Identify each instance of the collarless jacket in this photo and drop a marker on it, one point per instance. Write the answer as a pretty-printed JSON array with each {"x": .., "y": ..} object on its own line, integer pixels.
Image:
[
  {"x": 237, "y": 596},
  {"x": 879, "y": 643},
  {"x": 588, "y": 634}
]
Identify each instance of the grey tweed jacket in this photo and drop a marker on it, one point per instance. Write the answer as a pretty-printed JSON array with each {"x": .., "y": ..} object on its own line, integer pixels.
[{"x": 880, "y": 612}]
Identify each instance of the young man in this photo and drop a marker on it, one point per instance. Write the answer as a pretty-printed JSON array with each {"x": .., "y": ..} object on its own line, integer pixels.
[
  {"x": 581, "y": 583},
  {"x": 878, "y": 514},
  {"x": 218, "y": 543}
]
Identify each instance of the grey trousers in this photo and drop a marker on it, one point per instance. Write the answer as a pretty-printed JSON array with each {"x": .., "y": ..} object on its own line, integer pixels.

▶ _PROMPT_: All of the material must be written out again exactly.

▶ _TASK ANSWER_:
Identify each instance of the collarless jacket in this photo and drop a marker on it, one point per instance. Write the answer as a pretty-printed JSON array with each {"x": .., "y": ..} object on its own line, integer pixels.
Image:
[
  {"x": 237, "y": 596},
  {"x": 879, "y": 643},
  {"x": 588, "y": 634}
]
Identify each instance of the grey tweed jacket in this photo and drop a marker on it, one point per instance. Write the answer as a pretty-printed JSON array with each {"x": .., "y": ..} object on its own line, integer pixels.
[{"x": 880, "y": 612}]
Identify each instance of the young man in this photo and drop a marker on it, one point per instance. Write the answer as a pretty-printed JSON array with each {"x": .., "y": ..} object on its own line, integer pixels.
[
  {"x": 581, "y": 583},
  {"x": 878, "y": 514},
  {"x": 218, "y": 543}
]
Identify each instance of the grey trousers in this photo and drop a marker on it, one point per instance. Write the answer as a pretty-printed JSON array with each {"x": .., "y": ..} object on its own line, integer pixels.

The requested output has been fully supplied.